• _WHAT TO PRODUCE_
Find the lines of data that contain the string "lawn", then list them.
----
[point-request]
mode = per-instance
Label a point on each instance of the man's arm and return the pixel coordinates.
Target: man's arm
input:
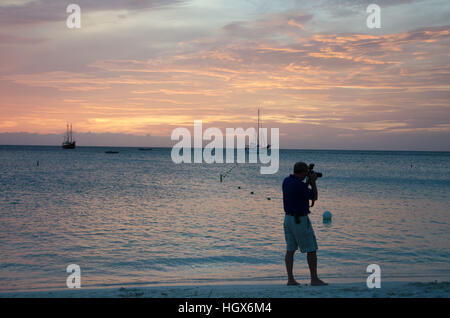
(312, 181)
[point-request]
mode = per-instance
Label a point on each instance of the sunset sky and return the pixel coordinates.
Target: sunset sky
(145, 67)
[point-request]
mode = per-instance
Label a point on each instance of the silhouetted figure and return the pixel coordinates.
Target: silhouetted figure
(298, 230)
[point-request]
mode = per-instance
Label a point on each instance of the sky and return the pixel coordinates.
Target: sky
(136, 70)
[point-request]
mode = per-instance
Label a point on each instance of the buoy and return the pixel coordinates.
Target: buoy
(327, 216)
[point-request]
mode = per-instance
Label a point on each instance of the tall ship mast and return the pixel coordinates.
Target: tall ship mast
(259, 145)
(68, 142)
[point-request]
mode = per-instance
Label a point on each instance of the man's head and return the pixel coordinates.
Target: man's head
(301, 170)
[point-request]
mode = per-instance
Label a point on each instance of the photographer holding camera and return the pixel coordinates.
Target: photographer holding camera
(298, 230)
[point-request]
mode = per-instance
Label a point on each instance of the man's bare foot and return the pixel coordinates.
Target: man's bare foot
(293, 283)
(318, 282)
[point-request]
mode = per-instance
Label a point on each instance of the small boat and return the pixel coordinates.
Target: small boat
(258, 145)
(68, 142)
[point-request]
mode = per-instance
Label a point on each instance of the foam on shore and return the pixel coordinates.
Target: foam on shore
(344, 290)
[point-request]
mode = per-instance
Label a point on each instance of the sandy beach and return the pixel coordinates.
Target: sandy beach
(340, 290)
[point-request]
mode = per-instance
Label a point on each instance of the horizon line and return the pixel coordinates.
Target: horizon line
(168, 147)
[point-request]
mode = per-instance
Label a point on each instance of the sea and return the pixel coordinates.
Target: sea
(135, 218)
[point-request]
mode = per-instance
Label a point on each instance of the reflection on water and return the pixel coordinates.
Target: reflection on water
(137, 218)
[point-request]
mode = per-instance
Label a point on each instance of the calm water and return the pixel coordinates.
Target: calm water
(135, 218)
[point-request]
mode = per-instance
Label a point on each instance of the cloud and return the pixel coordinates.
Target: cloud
(35, 12)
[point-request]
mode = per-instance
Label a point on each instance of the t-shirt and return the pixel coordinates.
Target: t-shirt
(296, 196)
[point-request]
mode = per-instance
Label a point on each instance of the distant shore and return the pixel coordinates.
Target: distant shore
(339, 290)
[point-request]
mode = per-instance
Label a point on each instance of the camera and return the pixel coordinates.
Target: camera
(311, 171)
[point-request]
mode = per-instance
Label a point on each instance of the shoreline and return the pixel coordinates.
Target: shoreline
(391, 289)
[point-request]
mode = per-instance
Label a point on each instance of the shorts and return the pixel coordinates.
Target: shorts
(299, 235)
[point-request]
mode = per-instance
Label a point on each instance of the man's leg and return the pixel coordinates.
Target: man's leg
(289, 260)
(312, 264)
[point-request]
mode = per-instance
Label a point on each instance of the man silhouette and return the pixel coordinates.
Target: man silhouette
(298, 230)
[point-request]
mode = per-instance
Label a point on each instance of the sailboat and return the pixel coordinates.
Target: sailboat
(259, 145)
(68, 142)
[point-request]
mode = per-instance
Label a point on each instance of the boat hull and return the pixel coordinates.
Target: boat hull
(68, 145)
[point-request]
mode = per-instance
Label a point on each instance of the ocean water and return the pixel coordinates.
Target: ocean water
(136, 218)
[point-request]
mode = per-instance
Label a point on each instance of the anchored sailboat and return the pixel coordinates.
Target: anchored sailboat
(68, 142)
(259, 144)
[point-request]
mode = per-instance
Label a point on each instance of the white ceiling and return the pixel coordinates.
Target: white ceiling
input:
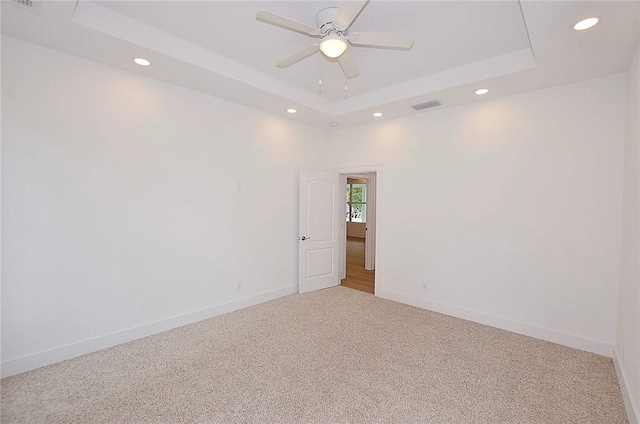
(219, 48)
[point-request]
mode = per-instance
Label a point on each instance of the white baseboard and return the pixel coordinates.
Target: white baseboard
(632, 410)
(47, 357)
(571, 340)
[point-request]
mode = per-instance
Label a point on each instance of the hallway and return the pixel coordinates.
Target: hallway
(358, 278)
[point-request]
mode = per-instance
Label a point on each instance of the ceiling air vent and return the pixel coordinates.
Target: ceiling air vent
(30, 5)
(427, 105)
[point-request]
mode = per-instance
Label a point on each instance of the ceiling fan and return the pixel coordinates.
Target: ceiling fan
(333, 25)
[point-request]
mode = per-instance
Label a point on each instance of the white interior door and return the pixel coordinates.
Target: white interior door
(318, 238)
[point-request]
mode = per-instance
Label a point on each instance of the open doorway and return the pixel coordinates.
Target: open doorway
(358, 235)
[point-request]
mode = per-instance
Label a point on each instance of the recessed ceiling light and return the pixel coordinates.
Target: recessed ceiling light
(142, 62)
(586, 24)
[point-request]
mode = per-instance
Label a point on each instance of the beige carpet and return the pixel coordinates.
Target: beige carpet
(333, 356)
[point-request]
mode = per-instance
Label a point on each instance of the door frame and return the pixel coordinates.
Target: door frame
(377, 169)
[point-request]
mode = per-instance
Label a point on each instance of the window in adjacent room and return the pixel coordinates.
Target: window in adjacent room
(356, 200)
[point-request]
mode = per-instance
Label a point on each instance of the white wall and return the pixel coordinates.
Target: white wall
(121, 205)
(509, 209)
(628, 337)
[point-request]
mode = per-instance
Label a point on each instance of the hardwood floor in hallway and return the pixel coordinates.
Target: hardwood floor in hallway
(358, 278)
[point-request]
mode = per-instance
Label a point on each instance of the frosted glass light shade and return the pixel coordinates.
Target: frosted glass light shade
(333, 46)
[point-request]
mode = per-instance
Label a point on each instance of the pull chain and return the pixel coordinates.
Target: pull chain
(319, 74)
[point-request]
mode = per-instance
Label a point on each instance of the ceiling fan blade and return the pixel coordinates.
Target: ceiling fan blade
(348, 11)
(297, 57)
(348, 66)
(386, 41)
(286, 23)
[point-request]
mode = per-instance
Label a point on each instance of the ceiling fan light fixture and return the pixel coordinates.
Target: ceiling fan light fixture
(141, 61)
(586, 24)
(333, 46)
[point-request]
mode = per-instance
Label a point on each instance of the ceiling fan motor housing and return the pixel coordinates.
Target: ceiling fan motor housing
(324, 20)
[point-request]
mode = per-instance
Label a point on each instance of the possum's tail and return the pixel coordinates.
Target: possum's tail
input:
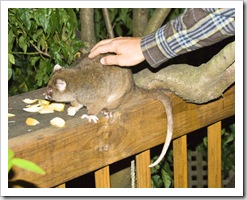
(168, 107)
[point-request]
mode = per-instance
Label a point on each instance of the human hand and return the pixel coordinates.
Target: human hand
(127, 51)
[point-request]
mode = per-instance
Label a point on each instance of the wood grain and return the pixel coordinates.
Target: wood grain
(81, 147)
(102, 177)
(180, 162)
(143, 172)
(214, 156)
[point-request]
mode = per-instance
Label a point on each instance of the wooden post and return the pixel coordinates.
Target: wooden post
(180, 162)
(102, 178)
(214, 156)
(143, 172)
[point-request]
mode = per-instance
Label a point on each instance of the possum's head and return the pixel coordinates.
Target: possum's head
(57, 86)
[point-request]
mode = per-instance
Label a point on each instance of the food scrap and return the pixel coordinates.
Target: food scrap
(58, 122)
(31, 121)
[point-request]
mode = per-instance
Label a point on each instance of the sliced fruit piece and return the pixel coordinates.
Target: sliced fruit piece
(57, 106)
(11, 115)
(44, 102)
(46, 110)
(58, 122)
(31, 121)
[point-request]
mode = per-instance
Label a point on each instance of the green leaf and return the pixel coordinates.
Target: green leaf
(156, 181)
(11, 58)
(11, 38)
(167, 180)
(26, 15)
(10, 72)
(28, 165)
(23, 43)
(10, 156)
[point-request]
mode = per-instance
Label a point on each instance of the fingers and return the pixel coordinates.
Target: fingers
(101, 47)
(110, 60)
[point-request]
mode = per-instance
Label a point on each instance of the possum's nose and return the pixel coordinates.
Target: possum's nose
(47, 97)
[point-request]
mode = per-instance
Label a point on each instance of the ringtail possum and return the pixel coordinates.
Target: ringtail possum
(88, 83)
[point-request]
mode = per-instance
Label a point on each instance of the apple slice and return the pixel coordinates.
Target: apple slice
(31, 121)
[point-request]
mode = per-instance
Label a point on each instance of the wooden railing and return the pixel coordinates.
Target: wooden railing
(81, 147)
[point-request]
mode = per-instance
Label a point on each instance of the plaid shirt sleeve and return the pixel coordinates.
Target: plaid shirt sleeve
(194, 29)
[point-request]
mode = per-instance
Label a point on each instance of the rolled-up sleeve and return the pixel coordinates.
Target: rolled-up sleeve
(194, 29)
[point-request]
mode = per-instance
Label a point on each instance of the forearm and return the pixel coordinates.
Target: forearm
(194, 29)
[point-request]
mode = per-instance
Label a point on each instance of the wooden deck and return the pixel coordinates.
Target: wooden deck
(81, 147)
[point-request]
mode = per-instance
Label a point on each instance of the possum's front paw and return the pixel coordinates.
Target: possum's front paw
(90, 118)
(71, 111)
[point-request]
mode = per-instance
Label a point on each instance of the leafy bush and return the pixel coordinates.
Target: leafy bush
(37, 40)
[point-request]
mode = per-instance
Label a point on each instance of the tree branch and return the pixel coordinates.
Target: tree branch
(194, 84)
(87, 29)
(140, 20)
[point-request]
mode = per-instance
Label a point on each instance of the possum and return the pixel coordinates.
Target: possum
(102, 88)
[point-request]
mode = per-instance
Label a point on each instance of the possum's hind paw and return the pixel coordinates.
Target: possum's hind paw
(90, 118)
(107, 114)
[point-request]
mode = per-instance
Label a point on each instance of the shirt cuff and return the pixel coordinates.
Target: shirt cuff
(151, 51)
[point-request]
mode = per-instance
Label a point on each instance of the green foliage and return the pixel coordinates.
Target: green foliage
(228, 149)
(37, 40)
(121, 20)
(162, 174)
(25, 164)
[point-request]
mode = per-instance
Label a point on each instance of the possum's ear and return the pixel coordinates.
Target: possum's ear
(60, 85)
(56, 67)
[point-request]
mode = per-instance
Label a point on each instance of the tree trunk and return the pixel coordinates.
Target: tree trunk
(87, 29)
(140, 20)
(156, 20)
(194, 84)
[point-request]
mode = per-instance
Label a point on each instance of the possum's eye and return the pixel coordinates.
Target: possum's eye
(49, 91)
(61, 85)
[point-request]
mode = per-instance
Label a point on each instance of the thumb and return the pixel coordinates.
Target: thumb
(109, 60)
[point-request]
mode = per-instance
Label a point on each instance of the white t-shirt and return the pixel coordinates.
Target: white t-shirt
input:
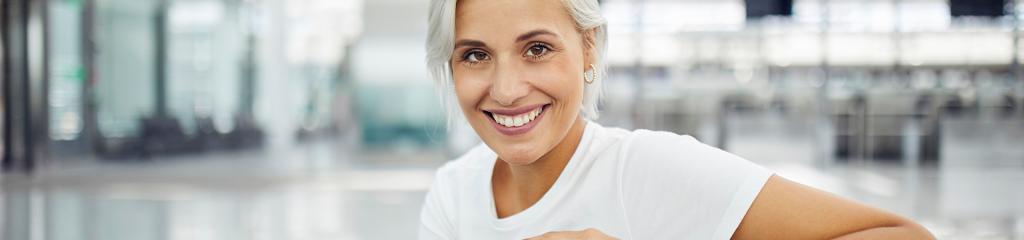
(629, 185)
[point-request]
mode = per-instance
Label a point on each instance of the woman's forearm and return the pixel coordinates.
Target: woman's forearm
(897, 232)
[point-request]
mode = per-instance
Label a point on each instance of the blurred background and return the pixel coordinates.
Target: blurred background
(316, 119)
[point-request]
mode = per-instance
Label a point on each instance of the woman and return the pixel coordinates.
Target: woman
(526, 75)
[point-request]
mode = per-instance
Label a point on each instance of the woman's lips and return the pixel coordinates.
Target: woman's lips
(516, 121)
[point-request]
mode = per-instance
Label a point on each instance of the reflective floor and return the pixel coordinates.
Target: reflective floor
(328, 190)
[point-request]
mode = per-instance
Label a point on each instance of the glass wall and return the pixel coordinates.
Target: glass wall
(125, 74)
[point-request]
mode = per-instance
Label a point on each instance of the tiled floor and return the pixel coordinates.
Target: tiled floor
(330, 191)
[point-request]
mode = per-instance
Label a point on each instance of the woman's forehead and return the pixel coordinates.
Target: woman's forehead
(509, 18)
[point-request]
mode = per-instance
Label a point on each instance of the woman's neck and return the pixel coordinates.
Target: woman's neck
(517, 188)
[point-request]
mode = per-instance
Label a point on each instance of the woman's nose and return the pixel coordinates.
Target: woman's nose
(509, 85)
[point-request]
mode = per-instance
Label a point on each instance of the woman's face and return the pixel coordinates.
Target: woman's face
(518, 74)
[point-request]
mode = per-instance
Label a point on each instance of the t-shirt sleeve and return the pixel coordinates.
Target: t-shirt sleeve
(675, 187)
(435, 217)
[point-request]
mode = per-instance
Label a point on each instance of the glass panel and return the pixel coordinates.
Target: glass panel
(206, 51)
(66, 69)
(125, 65)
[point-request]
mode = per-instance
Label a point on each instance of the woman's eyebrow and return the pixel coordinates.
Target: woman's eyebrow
(470, 43)
(535, 33)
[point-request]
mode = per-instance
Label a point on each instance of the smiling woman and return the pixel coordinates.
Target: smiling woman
(526, 74)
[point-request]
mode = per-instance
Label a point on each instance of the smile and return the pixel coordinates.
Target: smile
(516, 121)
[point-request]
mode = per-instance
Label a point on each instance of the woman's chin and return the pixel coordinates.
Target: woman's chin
(518, 158)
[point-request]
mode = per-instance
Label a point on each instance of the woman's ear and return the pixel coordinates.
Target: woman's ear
(589, 46)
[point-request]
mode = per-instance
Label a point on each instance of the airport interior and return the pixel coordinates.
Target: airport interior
(317, 119)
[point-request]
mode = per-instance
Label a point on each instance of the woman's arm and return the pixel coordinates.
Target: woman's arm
(785, 209)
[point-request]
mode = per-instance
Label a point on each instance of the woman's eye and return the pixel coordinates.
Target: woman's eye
(537, 50)
(475, 56)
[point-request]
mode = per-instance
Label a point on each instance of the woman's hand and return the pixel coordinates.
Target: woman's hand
(589, 234)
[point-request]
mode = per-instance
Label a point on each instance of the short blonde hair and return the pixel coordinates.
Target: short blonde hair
(440, 43)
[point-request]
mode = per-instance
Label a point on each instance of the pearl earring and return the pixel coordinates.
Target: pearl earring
(590, 76)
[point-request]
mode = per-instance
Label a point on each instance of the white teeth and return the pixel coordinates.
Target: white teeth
(516, 121)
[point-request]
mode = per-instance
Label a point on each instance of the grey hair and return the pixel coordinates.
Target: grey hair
(440, 43)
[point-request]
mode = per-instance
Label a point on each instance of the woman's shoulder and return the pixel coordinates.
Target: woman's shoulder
(657, 148)
(655, 142)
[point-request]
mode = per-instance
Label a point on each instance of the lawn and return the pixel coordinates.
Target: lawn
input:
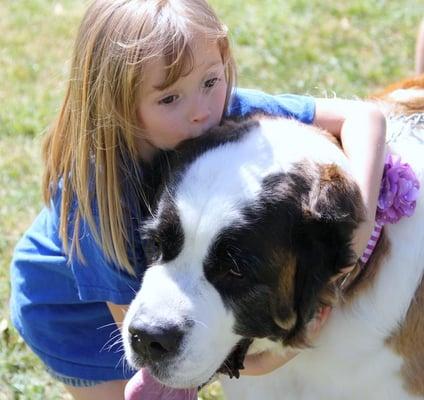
(330, 48)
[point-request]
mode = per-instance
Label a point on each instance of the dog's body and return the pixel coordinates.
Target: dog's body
(249, 231)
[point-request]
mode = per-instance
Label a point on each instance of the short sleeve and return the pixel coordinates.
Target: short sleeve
(246, 102)
(95, 278)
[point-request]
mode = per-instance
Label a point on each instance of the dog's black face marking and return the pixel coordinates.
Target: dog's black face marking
(167, 168)
(293, 231)
(165, 241)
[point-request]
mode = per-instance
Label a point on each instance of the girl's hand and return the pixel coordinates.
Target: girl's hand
(266, 362)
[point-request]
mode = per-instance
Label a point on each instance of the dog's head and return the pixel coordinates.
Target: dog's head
(250, 225)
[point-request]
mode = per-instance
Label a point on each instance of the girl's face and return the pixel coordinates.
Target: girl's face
(193, 104)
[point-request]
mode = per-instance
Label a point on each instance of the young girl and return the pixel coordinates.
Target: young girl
(145, 75)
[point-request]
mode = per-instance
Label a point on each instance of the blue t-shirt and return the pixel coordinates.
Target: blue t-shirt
(59, 308)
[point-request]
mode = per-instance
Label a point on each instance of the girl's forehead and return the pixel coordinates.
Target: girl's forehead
(205, 55)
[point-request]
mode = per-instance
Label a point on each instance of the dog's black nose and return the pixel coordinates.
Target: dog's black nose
(154, 342)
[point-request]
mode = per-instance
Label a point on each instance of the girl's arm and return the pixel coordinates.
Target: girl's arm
(361, 129)
(419, 50)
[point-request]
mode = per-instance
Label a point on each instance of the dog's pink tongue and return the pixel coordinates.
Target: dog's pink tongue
(142, 386)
----
• _ANSWER TO THIS EXERCISE_
Label a point on each instance of the lawn and return the pixel coordinates.
Target: lawn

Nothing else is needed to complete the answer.